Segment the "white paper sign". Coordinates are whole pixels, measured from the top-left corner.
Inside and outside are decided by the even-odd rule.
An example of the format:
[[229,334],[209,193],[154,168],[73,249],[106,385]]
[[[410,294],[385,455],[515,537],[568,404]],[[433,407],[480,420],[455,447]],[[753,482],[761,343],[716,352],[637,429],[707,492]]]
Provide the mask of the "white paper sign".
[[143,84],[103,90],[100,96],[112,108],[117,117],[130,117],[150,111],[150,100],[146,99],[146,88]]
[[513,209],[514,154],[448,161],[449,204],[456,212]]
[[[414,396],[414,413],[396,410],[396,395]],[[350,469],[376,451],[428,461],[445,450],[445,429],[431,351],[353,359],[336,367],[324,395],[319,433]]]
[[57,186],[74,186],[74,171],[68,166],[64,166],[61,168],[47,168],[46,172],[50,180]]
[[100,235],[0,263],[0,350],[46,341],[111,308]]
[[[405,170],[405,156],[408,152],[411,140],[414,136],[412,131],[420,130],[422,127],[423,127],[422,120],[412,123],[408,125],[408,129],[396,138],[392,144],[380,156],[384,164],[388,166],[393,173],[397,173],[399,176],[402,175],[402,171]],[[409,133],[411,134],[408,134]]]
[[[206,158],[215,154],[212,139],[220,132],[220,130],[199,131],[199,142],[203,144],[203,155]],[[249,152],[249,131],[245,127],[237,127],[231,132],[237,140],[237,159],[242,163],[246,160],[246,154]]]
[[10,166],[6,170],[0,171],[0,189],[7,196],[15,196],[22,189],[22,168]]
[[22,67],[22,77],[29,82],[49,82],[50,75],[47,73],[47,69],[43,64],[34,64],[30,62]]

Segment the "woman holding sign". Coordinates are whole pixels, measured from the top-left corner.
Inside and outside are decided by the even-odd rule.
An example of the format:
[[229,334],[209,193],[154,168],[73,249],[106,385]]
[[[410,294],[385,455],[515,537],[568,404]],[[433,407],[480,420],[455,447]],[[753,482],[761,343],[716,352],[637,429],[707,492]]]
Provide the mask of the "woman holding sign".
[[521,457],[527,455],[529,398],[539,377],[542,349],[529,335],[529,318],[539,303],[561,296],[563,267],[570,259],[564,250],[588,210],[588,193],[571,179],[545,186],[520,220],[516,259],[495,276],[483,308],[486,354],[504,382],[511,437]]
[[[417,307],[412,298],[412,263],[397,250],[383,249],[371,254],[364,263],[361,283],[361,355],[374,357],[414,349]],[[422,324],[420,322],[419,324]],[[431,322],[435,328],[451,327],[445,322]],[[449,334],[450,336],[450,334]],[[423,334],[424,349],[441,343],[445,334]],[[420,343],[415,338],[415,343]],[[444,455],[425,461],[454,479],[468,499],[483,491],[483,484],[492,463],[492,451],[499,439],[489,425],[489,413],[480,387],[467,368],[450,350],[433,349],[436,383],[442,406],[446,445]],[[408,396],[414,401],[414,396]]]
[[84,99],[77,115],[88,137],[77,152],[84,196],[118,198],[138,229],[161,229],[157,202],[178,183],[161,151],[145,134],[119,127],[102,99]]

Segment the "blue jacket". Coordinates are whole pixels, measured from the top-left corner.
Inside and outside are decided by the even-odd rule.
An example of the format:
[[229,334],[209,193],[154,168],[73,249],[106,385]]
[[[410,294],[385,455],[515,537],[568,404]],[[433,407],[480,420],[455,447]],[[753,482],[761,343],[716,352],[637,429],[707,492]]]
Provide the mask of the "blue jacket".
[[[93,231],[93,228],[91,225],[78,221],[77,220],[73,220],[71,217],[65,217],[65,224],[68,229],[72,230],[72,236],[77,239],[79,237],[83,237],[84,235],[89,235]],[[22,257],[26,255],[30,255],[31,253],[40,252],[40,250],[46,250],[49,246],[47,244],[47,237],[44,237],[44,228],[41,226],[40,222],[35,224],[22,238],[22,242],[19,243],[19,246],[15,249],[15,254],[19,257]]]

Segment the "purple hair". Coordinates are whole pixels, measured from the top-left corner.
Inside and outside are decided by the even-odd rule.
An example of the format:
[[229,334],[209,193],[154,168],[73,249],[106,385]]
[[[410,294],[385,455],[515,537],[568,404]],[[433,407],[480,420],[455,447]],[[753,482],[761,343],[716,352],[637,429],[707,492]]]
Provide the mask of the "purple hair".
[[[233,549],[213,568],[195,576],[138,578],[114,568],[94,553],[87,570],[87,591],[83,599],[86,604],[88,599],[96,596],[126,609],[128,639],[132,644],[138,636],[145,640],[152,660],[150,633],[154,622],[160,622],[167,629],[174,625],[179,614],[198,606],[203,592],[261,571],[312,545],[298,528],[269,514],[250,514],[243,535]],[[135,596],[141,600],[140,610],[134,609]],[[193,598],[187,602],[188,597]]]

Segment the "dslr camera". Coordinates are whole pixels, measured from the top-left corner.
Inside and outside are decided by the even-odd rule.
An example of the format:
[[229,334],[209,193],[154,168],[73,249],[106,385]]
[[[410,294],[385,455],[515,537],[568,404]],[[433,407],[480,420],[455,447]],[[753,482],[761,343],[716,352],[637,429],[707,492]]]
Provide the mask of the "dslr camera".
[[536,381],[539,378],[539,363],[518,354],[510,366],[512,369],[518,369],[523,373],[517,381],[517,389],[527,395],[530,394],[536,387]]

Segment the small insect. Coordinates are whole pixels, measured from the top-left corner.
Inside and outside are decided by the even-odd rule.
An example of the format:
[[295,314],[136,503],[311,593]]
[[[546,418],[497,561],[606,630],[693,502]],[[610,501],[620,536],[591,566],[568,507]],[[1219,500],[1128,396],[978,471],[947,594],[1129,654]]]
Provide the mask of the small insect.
*****
- [SET TASK]
Show each line above that contains the word "from", copied in full.

- [EXERCISE RESPONSE]
Segment the "white paper sign". Coordinates are whole pixels, measured from the top-left corner.
Segment the "woman holding sign". Coordinates are whole pixels, measured from the top-left corner.
Segment the "blue jacket". Coordinates are whole pixels, measured from the top-left corner.
Segment the "purple hair". Coordinates are whole pixels, measured from the top-left corner.
Segment the "dslr camera". Coordinates are whole pixels, measured from the top-left corner.
Segment the small insect. Coordinates are whole pixels, measured from the top-left corner.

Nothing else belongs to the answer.